N. 02605/2001 REG.RIC.
REPUBBLICA ITALIANA
IN NOME DEL POPOLO ITALIANO
Il Consiglio di Stato
in sede giurisdizionale (Sezione Quinta)
ha pronunciato la presente
SENTENZA
sul ricorso numero di registro generale 2605 del 2001, proposto da:
B W in proprio e quale rappresentante della F.lli Bonaldo &C S.n.c., rappresentato e difeso dagli avv.ti G C e R D G, con domicilio eletto presso G C in Roma, via A. Bennicelli, 27;Bonaldo Fanie;Bonaldo Gianpietro;
contro
Comune di Orsago, rappresentato e difeso dagli avv.ti V G e M C, con domicilio eletto presso M C in Roma, viale Bruno Buozzi N. 87;
per la riforma
della sentenza del T.A.R. Veneto - Venezia: Sezione II n. 00057/2001
Visti il ricorso in appello e i relativi allegati;
Viste le memorie difensive;
Visti tutti gli atti della causa;
Relatore nell'udienza pubblica del giorno 22 ottobre 2013 il Cons. A B e uditi per le parti gli avvocati Andrea Manzi, per delega dell'Avvocato R D G, e M C;
Ritenuto e considerato in fatto e diritto quanto segue.
FATTO
I signori B W, Fanie e Gianpietro sono proprietari di un’area sita nel Comune di Orsago nella quale insiste un fabbricato con destinazione produttiva, in cui svolge la propria attività artigianale la ditta B W &C s.n.c.
Per ragioni connesse all’incremento dell’attività produttiva, con istanza in data 2.7.1999, i signori Bonaldo domandavano l’autorizzazione all’installazione di un “ tunnel mobile di protezione ”, in prolungamento rispetto al corpo di fabbrica esistente, destinato alla protezione delle materie prime e delle merci.
——————
▶ OBIETTIVI
(1) Aggiorna il passo della sentenza compreso tra "ha pronunciato la" e "diritto quanto segue.", estremi inclusi, sostituendo "Roma" con "Milano".
(2) Secondo la sentenza, perché i signori Bonaldo chiesero l'autorizzazione a installare il tunnel mobile di protezione?
——————
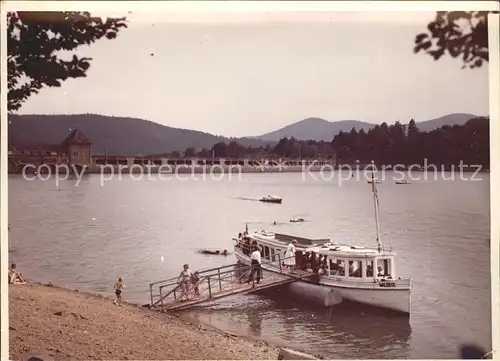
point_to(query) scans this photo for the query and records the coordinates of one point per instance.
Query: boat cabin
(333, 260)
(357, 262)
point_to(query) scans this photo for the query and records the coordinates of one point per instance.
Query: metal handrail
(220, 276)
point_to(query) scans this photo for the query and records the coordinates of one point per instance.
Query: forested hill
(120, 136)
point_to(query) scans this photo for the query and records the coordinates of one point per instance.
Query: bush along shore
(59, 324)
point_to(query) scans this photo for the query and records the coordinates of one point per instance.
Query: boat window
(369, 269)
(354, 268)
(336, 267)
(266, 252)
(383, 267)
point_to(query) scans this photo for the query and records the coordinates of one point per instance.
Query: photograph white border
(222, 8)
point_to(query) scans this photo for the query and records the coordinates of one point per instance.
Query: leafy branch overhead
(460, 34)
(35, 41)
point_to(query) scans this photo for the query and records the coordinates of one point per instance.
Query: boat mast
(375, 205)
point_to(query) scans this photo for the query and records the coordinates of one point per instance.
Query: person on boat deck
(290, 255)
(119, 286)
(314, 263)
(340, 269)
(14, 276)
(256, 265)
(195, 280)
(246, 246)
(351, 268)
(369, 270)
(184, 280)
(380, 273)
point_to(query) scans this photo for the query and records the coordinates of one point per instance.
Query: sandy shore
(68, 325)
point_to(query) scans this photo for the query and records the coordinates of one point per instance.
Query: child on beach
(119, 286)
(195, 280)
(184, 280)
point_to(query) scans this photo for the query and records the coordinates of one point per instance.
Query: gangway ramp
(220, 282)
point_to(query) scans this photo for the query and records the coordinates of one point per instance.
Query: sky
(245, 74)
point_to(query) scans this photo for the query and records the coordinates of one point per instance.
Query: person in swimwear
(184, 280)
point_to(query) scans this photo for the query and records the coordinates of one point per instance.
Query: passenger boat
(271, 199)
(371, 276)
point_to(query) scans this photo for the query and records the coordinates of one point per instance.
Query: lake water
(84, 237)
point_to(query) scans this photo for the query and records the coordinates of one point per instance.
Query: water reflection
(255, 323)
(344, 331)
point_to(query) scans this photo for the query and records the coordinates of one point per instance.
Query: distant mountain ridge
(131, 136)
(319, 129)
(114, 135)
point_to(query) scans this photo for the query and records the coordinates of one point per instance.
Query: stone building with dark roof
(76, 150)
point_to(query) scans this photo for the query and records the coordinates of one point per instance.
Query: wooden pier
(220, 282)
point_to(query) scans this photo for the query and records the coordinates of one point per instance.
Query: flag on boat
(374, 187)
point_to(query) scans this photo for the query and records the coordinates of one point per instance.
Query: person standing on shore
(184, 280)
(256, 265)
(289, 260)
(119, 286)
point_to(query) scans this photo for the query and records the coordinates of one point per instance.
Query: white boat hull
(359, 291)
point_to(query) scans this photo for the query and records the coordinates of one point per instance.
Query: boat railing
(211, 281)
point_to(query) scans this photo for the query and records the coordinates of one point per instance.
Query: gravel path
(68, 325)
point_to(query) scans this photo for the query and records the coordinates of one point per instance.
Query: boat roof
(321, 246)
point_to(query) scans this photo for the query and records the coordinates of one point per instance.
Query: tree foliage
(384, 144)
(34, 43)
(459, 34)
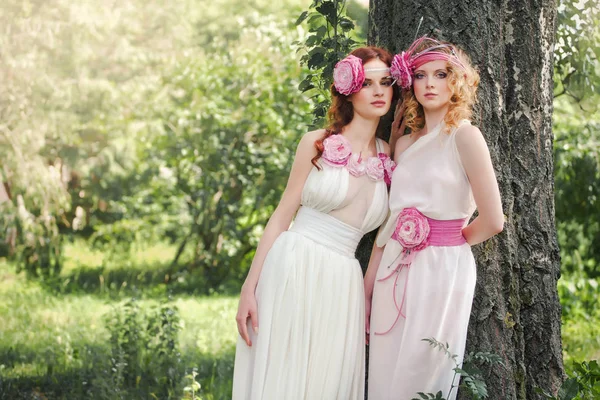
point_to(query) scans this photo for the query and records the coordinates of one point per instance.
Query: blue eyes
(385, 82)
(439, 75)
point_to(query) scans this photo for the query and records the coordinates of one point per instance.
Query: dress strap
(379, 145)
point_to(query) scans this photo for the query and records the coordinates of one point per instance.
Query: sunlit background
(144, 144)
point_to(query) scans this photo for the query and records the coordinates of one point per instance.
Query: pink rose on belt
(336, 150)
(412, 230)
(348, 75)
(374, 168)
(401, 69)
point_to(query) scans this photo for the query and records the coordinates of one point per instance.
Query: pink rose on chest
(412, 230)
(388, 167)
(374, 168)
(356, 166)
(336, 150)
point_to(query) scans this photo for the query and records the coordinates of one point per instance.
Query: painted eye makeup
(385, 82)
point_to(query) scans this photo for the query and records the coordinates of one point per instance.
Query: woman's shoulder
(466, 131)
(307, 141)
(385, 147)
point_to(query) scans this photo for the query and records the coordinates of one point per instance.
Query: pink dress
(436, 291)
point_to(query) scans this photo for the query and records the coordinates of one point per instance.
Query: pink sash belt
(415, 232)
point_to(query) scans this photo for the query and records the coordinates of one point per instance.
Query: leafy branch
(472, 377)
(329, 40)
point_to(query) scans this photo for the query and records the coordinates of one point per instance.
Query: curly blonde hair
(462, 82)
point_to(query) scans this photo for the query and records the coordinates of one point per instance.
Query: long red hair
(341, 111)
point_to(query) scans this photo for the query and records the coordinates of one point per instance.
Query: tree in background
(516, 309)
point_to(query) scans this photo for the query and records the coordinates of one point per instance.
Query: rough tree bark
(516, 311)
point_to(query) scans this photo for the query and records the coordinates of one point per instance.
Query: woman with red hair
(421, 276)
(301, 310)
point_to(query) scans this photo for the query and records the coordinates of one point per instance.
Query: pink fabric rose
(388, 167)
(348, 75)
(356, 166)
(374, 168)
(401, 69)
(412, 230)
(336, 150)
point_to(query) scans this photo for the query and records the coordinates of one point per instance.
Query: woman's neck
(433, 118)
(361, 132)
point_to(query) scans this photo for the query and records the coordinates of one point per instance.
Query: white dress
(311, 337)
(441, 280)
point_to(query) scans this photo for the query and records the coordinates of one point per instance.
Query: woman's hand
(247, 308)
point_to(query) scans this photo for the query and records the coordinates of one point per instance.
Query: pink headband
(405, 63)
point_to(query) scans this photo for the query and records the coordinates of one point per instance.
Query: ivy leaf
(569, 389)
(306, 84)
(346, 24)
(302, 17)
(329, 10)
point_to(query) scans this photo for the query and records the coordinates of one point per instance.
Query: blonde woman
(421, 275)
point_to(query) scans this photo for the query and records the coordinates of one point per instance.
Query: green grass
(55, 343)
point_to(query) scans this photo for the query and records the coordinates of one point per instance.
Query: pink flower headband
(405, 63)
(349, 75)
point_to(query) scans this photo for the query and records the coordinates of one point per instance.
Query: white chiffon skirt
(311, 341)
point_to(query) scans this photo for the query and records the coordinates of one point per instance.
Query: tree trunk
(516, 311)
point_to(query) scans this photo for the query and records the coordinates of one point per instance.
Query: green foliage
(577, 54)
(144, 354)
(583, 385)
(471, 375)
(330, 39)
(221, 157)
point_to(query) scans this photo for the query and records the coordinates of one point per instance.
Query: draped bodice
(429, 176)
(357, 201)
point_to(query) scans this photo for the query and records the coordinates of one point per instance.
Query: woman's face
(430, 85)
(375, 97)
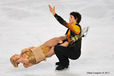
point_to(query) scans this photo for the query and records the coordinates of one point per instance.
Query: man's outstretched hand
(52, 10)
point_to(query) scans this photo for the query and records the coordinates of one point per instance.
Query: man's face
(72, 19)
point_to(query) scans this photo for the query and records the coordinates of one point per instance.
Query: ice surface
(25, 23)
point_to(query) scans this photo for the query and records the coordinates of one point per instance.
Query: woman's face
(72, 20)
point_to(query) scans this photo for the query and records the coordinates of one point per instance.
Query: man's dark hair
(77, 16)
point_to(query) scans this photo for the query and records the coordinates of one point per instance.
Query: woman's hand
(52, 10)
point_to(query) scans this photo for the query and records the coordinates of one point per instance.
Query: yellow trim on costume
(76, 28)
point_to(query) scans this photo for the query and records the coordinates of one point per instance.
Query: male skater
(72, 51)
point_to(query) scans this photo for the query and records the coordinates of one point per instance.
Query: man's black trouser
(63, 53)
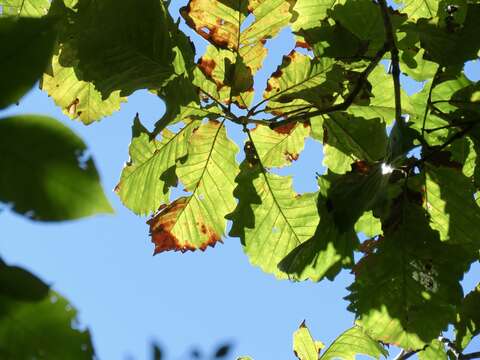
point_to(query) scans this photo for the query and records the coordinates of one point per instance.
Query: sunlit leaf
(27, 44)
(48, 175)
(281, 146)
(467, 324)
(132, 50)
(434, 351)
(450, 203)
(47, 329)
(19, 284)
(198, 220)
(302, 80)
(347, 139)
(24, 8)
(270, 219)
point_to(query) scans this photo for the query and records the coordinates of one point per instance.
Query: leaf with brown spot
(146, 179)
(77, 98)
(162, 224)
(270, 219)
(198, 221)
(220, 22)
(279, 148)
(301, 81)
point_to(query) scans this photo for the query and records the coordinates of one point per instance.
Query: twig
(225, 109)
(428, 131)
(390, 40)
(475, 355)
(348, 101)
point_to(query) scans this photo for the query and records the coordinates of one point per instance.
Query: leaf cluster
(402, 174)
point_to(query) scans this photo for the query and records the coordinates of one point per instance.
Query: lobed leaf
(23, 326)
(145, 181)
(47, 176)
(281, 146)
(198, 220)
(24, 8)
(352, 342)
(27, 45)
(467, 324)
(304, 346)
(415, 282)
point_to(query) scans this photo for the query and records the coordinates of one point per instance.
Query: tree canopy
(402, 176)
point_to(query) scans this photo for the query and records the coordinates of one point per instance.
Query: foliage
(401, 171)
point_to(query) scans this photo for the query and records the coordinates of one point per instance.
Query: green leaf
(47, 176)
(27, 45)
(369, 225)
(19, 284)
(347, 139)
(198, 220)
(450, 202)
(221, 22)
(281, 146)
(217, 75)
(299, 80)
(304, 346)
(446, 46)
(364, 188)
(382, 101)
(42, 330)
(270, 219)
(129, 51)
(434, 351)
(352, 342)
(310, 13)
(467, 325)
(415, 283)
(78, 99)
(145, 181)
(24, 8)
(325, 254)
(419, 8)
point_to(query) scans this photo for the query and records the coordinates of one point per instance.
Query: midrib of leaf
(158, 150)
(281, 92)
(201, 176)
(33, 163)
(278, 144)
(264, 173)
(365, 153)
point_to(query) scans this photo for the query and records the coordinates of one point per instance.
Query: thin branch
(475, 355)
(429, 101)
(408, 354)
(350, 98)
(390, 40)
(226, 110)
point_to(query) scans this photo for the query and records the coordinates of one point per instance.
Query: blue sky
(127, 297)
——————
▶ RISPOSTE COMPLETE
(1)
ha pronunciato la presente
SENTENZA
sul ricorso numero di registro generale 2605 del 2001, proposto da:
B W in proprio e quale rappresentante della F.lli Bonaldo &C S.n.c., rappresentato e difeso dagli avv.ti G C e R D G, con domicilio eletto presso G C in Milano, via A. Bennicelli, 27;Bonaldo Fanie;Bonaldo Gianpietro;
contro
Comune di Orsago, rappresentato e difeso dagli avv.ti V G e M C, con domicilio eletto presso M C in Milano, viale Bruno Buozzi N. 87;
per la riforma
della sentenza del T.A.R. Veneto - Venezia: Sezione II n. 00057/2001
Visti il ricorso in appello e i relativi allegati;
Viste le memorie difensive;
Visti tutti gli atti della causa;
Relatore nell'udienza pubblica del giorno 22 ottobre 2013 il Cons. A B e uditi per le parti gli avvocati Andrea Manzi, per delega dell'Avvocato R D G, e M C;
Ritenuto e considerato in fatto e diritto quanto segue.

(2) Lo chiesero per ragioni connesse all'incremento dell'attività produttiva. Il tunnel, posto in prolungamento del fabbricato esistente, doveva servire alla protezione delle materie prime e delle merci.